(WHAT IS BEING ASKED)
Write out every line of the listing below as a JSON list of strings, one string per line, skipping blank lines and leaving the picture out.

(ITEMS)
--
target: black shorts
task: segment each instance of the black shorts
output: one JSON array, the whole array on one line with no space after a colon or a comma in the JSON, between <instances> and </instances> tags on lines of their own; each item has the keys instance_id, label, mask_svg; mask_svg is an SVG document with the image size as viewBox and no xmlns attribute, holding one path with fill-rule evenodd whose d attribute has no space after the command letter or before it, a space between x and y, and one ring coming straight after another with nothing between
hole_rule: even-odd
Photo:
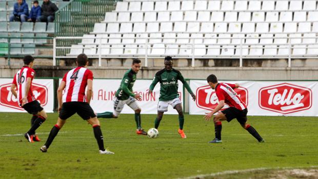
<instances>
[{"instance_id":1,"label":"black shorts","mask_svg":"<svg viewBox=\"0 0 318 179\"><path fill-rule=\"evenodd\" d=\"M223 110L222 112L225 115L226 121L229 123L235 118L241 125L245 124L247 121L247 117L246 116L247 109L240 110L234 107L230 107Z\"/></svg>"},{"instance_id":2,"label":"black shorts","mask_svg":"<svg viewBox=\"0 0 318 179\"><path fill-rule=\"evenodd\" d=\"M84 120L96 117L93 109L88 103L77 102L63 103L58 117L61 120L66 120L75 113Z\"/></svg>"},{"instance_id":3,"label":"black shorts","mask_svg":"<svg viewBox=\"0 0 318 179\"><path fill-rule=\"evenodd\" d=\"M43 108L41 107L40 104L36 100L26 104L22 106L22 108L29 113L34 115L37 114L37 113L42 111L43 110Z\"/></svg>"}]
</instances>

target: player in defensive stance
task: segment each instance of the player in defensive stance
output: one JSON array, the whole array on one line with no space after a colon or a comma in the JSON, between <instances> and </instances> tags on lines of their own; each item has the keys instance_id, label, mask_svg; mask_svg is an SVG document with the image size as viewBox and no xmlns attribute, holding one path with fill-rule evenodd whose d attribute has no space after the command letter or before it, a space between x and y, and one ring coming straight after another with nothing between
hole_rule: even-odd
<instances>
[{"instance_id":1,"label":"player in defensive stance","mask_svg":"<svg viewBox=\"0 0 318 179\"><path fill-rule=\"evenodd\" d=\"M239 88L240 85L237 83L235 84L219 83L216 76L214 74L211 74L208 76L207 81L211 88L215 90L216 96L218 99L218 105L211 112L207 113L207 115L204 116L206 121L210 121L213 114L222 109L225 104L229 106L228 108L219 112L213 117L215 138L209 143L222 143L222 123L221 122L227 121L228 122L230 122L235 118L240 123L241 126L256 138L259 142L265 142L265 140L262 138L256 130L252 126L246 123L247 108L245 104L233 90L234 89Z\"/></svg>"},{"instance_id":2,"label":"player in defensive stance","mask_svg":"<svg viewBox=\"0 0 318 179\"><path fill-rule=\"evenodd\" d=\"M142 98L138 94L134 94L132 87L136 81L136 75L141 66L141 61L138 59L132 61L131 69L128 70L124 75L121 86L115 94L114 100L114 112L106 111L97 114L98 118L117 118L125 104L127 104L135 111L135 121L137 130L137 134L147 135L147 132L142 128L142 119L140 116L141 109L137 104L136 100L141 101Z\"/></svg>"},{"instance_id":3,"label":"player in defensive stance","mask_svg":"<svg viewBox=\"0 0 318 179\"><path fill-rule=\"evenodd\" d=\"M24 134L30 143L41 141L35 135L35 130L47 117L46 113L35 100L32 90L32 83L35 75L35 71L32 68L34 61L34 58L31 55L24 57L24 66L14 75L11 87L11 91L17 98L19 105L29 113L33 114L31 119L31 128ZM17 87L17 91L16 91Z\"/></svg>"},{"instance_id":4,"label":"player in defensive stance","mask_svg":"<svg viewBox=\"0 0 318 179\"><path fill-rule=\"evenodd\" d=\"M94 135L100 148L100 153L114 154L104 148L104 138L100 127L100 121L89 105L93 91L93 73L86 68L88 65L87 56L84 53L78 55L76 59L76 64L77 67L64 75L58 87L57 100L59 114L57 123L51 130L45 144L40 150L46 152L59 129L66 122L66 120L77 113L93 127ZM86 86L87 96L85 95L85 92ZM62 95L64 89L65 89L65 92Z\"/></svg>"},{"instance_id":5,"label":"player in defensive stance","mask_svg":"<svg viewBox=\"0 0 318 179\"><path fill-rule=\"evenodd\" d=\"M191 90L181 73L172 68L173 64L171 57L166 56L165 58L164 63L165 68L156 73L153 81L149 87L149 93L151 93L157 83L160 83L160 96L157 107L157 117L154 121L154 128L158 129L164 113L168 111L168 106L170 105L173 109L176 110L179 114L178 133L181 135L181 137L187 138L183 131L184 116L182 103L178 93L178 79L182 82L187 90L191 94L193 101L195 101L195 95Z\"/></svg>"}]
</instances>

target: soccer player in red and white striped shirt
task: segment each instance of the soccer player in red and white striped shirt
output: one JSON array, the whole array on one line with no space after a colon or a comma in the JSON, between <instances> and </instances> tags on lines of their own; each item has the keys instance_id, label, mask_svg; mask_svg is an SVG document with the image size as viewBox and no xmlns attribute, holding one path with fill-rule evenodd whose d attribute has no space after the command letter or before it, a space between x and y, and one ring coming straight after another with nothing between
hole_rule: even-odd
<instances>
[{"instance_id":1,"label":"soccer player in red and white striped shirt","mask_svg":"<svg viewBox=\"0 0 318 179\"><path fill-rule=\"evenodd\" d=\"M28 113L33 114L31 119L31 128L24 135L30 143L41 141L35 135L35 130L47 117L46 113L36 100L32 90L32 82L35 75L34 70L32 68L34 61L34 58L31 55L24 57L24 66L14 75L11 87L11 92L17 98L19 105Z\"/></svg>"},{"instance_id":2,"label":"soccer player in red and white striped shirt","mask_svg":"<svg viewBox=\"0 0 318 179\"><path fill-rule=\"evenodd\" d=\"M260 135L256 130L249 124L247 121L247 108L245 104L234 91L234 89L240 87L239 84L231 84L228 83L218 83L216 76L211 74L207 78L209 85L212 89L215 90L216 96L218 99L218 105L209 113L207 113L204 118L206 121L210 121L212 116L219 111L225 104L229 107L222 111L213 117L215 138L210 142L210 143L221 143L221 131L222 123L221 121L227 121L230 122L234 118L236 118L241 126L247 130L259 142L265 141Z\"/></svg>"},{"instance_id":3,"label":"soccer player in red and white striped shirt","mask_svg":"<svg viewBox=\"0 0 318 179\"><path fill-rule=\"evenodd\" d=\"M93 127L100 153L113 154L113 152L105 150L104 147L104 138L100 121L89 105L93 93L93 73L86 68L88 65L87 56L84 53L78 55L76 64L77 67L65 74L58 87L57 100L59 114L57 123L51 130L46 143L40 149L43 152L46 152L59 129L65 124L66 120L77 113ZM86 87L87 91L85 95ZM65 92L63 94L64 89Z\"/></svg>"}]
</instances>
--
(COMPLETE ANSWER)
[
  "target: black shorts",
  "task: segment each instance of the black shorts",
  "output: one JSON array, the whole array on one line with no space after a colon or a comma in the JSON, between <instances> and </instances> tags on lines of their own; each item has the keys instance_id, label, mask_svg; mask_svg is an SVG document with the image size as viewBox and no xmlns attribute, holding one path with fill-rule evenodd whose d attribute has no space after the command letter or before it, a space between x and y, and one ring coming straight after another with nothing between",
  "hole_rule: even-odd",
  "Photo:",
  "<instances>",
  "[{\"instance_id\":1,\"label\":\"black shorts\",\"mask_svg\":\"<svg viewBox=\\\"0 0 318 179\\\"><path fill-rule=\\\"evenodd\\\" d=\\\"M223 110L222 112L225 115L226 121L229 123L235 118L241 125L245 124L247 121L247 117L246 116L247 109L240 110L234 107L230 107Z\\\"/></svg>\"},{\"instance_id\":2,\"label\":\"black shorts\",\"mask_svg\":\"<svg viewBox=\\\"0 0 318 179\\\"><path fill-rule=\\\"evenodd\\\" d=\\\"M84 120L96 117L93 109L88 103L77 102L63 103L58 117L61 120L66 120L75 113Z\\\"/></svg>\"},{\"instance_id\":3,\"label\":\"black shorts\",\"mask_svg\":\"<svg viewBox=\\\"0 0 318 179\\\"><path fill-rule=\\\"evenodd\\\" d=\\\"M43 108L41 107L40 104L36 100L26 104L22 106L22 108L29 113L34 115L37 114L37 113L42 111L43 110Z\\\"/></svg>\"}]",
  "</instances>",
  "target: player in defensive stance",
  "task: segment each instance of the player in defensive stance",
  "output: one JSON array, the whole array on one line with no space after a colon or a comma in the JSON, between <instances> and </instances> tags on lines of their own; each item has the keys instance_id, label, mask_svg; mask_svg is an SVG document with the image size as viewBox and no xmlns attribute, holding one path with fill-rule evenodd whose d attribute has no space after the command letter or before it, a space between x and y, and one ring coming straight after another with nothing between",
  "hole_rule: even-odd",
  "<instances>",
  "[{\"instance_id\":1,\"label\":\"player in defensive stance\",\"mask_svg\":\"<svg viewBox=\\\"0 0 318 179\\\"><path fill-rule=\\\"evenodd\\\" d=\\\"M239 88L240 85L237 83L235 84L219 83L216 76L214 74L211 74L208 76L207 81L211 88L215 90L216 96L218 99L218 105L211 112L207 113L207 115L204 116L206 121L210 121L213 114L222 109L225 104L229 106L228 108L219 112L213 117L215 138L209 143L222 143L222 123L221 122L227 121L228 122L230 122L235 118L240 123L241 126L256 138L259 142L265 142L265 140L262 138L256 130L252 126L246 123L247 108L245 104L233 90L234 89Z\\\"/></svg>\"},{\"instance_id\":2,\"label\":\"player in defensive stance\",\"mask_svg\":\"<svg viewBox=\\\"0 0 318 179\\\"><path fill-rule=\\\"evenodd\\\" d=\\\"M142 98L138 94L134 94L132 87L136 81L136 75L141 66L141 61L138 59L132 61L131 69L128 70L124 75L121 86L115 94L114 100L114 112L106 111L97 114L98 118L117 118L125 104L127 104L135 111L135 121L137 130L137 134L147 135L147 132L142 128L142 119L140 116L141 109L137 104L136 100L141 101Z\\\"/></svg>\"},{\"instance_id\":3,\"label\":\"player in defensive stance\",\"mask_svg\":\"<svg viewBox=\\\"0 0 318 179\\\"><path fill-rule=\\\"evenodd\\\" d=\\\"M24 134L30 143L41 141L35 135L35 130L47 117L46 113L35 100L32 90L32 83L35 75L35 71L32 68L34 61L34 58L31 55L24 57L24 66L14 75L11 87L11 91L17 98L19 105L29 113L33 114L31 119L31 128ZM17 87L17 91L16 91Z\\\"/></svg>\"},{\"instance_id\":4,\"label\":\"player in defensive stance\",\"mask_svg\":\"<svg viewBox=\\\"0 0 318 179\\\"><path fill-rule=\\\"evenodd\\\" d=\\\"M94 135L100 148L100 153L114 154L104 148L104 138L100 127L100 121L89 105L93 91L93 73L86 68L88 65L87 56L84 53L78 55L76 59L76 64L77 67L64 75L58 87L57 100L59 114L57 123L51 130L45 144L40 150L46 152L59 129L66 122L66 120L77 113L93 127ZM86 86L87 96L85 95L85 92ZM62 95L64 89L65 89L65 92Z\\\"/></svg>\"},{\"instance_id\":5,\"label\":\"player in defensive stance\",\"mask_svg\":\"<svg viewBox=\\\"0 0 318 179\\\"><path fill-rule=\\\"evenodd\\\" d=\\\"M191 90L181 73L172 68L173 64L171 57L166 56L165 58L164 63L165 68L156 73L153 81L149 87L149 93L151 93L157 83L160 83L160 96L157 107L157 117L154 121L154 128L158 129L164 113L168 111L168 106L170 105L173 109L176 110L179 114L178 133L181 135L181 137L187 138L183 131L184 116L182 103L178 93L178 79L182 82L187 90L191 94L193 101L195 101L195 95Z\\\"/></svg>\"}]",
  "</instances>",
  "target: soccer player in red and white striped shirt",
  "task: segment each instance of the soccer player in red and white striped shirt",
  "output: one JSON array, the whole array on one line with no space after a colon or a comma in the JSON, between <instances> and </instances> tags on lines of their own; each item has the keys instance_id, label, mask_svg; mask_svg is an SVG document with the image size as viewBox and no xmlns attribute, holding one path with fill-rule evenodd whose d attribute has no space after the command letter or before it, a space between x and y, and one ring coming straight after another with nothing between",
  "hole_rule: even-odd",
  "<instances>",
  "[{\"instance_id\":1,\"label\":\"soccer player in red and white striped shirt\",\"mask_svg\":\"<svg viewBox=\\\"0 0 318 179\\\"><path fill-rule=\\\"evenodd\\\" d=\\\"M28 113L33 114L31 119L31 128L24 135L30 143L41 141L35 135L35 130L47 117L46 113L36 100L32 90L32 82L35 75L34 70L32 68L34 61L34 58L31 55L24 57L24 66L14 75L11 87L11 92L17 98L19 105Z\\\"/></svg>\"},{\"instance_id\":2,\"label\":\"soccer player in red and white striped shirt\",\"mask_svg\":\"<svg viewBox=\\\"0 0 318 179\\\"><path fill-rule=\\\"evenodd\\\" d=\\\"M260 135L256 130L249 124L247 121L247 108L245 104L234 91L234 89L240 87L239 84L231 84L228 83L218 83L216 76L211 74L207 78L209 85L212 89L215 90L216 96L218 99L218 105L209 113L207 113L204 118L206 121L210 121L212 116L219 111L225 104L229 107L222 111L213 117L215 138L210 142L210 143L221 143L221 131L222 123L221 121L227 121L230 122L234 118L236 118L241 126L247 130L259 142L265 141Z\\\"/></svg>\"},{\"instance_id\":3,\"label\":\"soccer player in red and white striped shirt\",\"mask_svg\":\"<svg viewBox=\\\"0 0 318 179\\\"><path fill-rule=\\\"evenodd\\\" d=\\\"M93 127L100 153L113 154L113 152L105 150L104 147L104 138L100 121L89 105L93 93L93 73L86 68L88 65L87 56L84 53L78 55L76 64L77 67L65 74L58 87L57 100L59 114L57 123L51 130L46 143L40 149L43 152L46 152L59 129L65 124L66 120L77 113ZM86 87L87 91L85 95ZM65 92L63 94L64 89Z\\\"/></svg>\"}]",
  "</instances>"
]